• Work to do:
Update the part of the forum thread on modular benchwork that opens with the words containing "You also can" and closes with "the new place.", putting "Murphy bed" in place of "hide a bed".

• Excerpt:
# Modular Benchwork?



## Hanger (Oct 5, 2009)

I live in a condo, and due to divorce am renting. However I want to move forward with model trains, but the floor is not very handy for me. 

Are there anything being sold that I can fit out of a door when I end up moving? I am not sure how long I will be here, so asking for some help here.

Thanks


----------



## TulsaFlyer (Sep 21, 2009)

Like you, I am new to this hobby. But reading through this forum I have gotten a lot of good ideas.

For instance, I am putting up an N scale layout right now(the HO stuff is waiting for the garage to be cleared.)

I'm putting my N scale layout on a 30X80 hollow core door.
Perhaps you could use two doors and hinge them in the middle for an HO layout. That way you could fold it up and carry it through the door when you move.

Jody


----------



## Big Ed (Jun 16, 2009)

TulsaFlyer said:


> Like you, I am new to this hobby. But reading through this forum I have gotten a lot of good ideas.
> 
> For instance, I am putting up an N scale layout right now(the HO stuff is waiting for the garage to be cleared.)
> 
> ...



Thats a good size for N. Mine was 33x48 and I got quite a bit on it.
Soon I will expand it since I got more N in now.
One of these decade's! 
You also can make it like a hide a bed on the wall. You can fit a 4x8 and make it fold up into the wall. No need to cut the wall just frame it out.
I will try to find a picture of one for you.

I like the idea of folding it up to carry on to the new place.

Google for N gauge in coffee tables too. Might be what you need till you get settled in a permanent place.


----------

Coordinate annotation records
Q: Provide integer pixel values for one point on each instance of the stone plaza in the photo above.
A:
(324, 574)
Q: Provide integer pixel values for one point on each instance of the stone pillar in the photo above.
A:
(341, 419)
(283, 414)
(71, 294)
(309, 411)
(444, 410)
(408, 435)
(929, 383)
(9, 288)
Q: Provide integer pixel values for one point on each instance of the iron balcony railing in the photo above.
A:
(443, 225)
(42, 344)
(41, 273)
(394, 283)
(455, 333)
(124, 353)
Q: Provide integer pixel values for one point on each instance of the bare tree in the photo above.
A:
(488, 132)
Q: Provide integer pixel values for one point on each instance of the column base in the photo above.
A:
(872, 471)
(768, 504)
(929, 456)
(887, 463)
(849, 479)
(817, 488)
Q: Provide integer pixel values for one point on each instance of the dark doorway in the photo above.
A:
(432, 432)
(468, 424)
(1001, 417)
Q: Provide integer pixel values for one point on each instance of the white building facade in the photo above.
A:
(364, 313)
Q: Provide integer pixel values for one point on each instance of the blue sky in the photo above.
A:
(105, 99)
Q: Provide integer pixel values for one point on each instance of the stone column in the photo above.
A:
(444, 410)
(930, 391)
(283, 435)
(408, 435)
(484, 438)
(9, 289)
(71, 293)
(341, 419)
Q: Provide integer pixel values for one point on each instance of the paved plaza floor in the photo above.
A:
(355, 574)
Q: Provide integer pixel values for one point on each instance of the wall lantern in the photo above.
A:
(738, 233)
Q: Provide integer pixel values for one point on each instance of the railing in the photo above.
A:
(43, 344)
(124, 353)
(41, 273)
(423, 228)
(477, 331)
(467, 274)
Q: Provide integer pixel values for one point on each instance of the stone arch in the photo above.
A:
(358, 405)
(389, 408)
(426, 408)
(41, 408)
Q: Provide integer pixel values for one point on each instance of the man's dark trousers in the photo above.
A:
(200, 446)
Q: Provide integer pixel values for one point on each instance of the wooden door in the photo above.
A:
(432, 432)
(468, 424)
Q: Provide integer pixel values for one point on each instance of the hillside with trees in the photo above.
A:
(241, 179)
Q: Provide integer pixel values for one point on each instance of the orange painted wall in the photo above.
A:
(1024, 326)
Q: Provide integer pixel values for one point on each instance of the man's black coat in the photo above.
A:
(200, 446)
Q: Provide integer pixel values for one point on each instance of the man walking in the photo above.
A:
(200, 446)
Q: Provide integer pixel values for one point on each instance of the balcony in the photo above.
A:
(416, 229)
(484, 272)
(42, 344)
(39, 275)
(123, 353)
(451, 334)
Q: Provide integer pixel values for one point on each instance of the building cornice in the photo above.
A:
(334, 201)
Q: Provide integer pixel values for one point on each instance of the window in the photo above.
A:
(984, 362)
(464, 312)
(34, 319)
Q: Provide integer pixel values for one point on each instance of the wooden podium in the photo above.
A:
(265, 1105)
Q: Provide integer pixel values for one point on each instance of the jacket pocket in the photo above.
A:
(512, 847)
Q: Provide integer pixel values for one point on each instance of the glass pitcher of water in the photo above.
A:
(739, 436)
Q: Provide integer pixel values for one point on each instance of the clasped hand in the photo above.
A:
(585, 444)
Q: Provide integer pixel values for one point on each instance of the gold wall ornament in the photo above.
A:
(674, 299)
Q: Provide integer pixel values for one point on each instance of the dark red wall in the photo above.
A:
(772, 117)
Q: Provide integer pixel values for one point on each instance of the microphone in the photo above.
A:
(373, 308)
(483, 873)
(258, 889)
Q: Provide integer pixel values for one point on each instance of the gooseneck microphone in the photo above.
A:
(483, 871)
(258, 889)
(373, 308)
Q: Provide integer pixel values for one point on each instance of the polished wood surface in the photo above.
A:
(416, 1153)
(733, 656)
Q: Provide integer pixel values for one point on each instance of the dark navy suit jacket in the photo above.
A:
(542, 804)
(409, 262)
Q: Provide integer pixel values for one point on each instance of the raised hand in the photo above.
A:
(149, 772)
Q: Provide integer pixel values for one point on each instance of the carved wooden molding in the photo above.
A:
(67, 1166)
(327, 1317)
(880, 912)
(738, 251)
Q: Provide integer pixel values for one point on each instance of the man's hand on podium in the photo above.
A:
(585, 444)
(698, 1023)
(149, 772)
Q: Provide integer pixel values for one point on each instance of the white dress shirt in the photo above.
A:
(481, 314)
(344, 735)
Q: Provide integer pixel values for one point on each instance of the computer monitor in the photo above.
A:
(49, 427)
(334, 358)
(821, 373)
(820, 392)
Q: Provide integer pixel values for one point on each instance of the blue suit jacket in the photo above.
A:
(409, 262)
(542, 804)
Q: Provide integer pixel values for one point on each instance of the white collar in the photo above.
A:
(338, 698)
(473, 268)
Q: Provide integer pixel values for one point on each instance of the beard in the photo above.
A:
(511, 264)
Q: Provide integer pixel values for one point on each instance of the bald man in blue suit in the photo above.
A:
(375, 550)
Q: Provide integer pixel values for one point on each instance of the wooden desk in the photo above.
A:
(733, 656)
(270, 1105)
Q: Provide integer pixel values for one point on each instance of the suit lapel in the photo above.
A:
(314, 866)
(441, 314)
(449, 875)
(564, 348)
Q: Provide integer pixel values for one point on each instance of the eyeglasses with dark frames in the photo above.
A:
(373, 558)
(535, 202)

• Task response:
You also can make it like a Murphy bed on the wall. You can fit a 4x8 and make it fold up into the wall. No need to cut the wall just frame it out.
I will try to find a picture of one for you.

I like the idea of folding it up to carry on to the new place.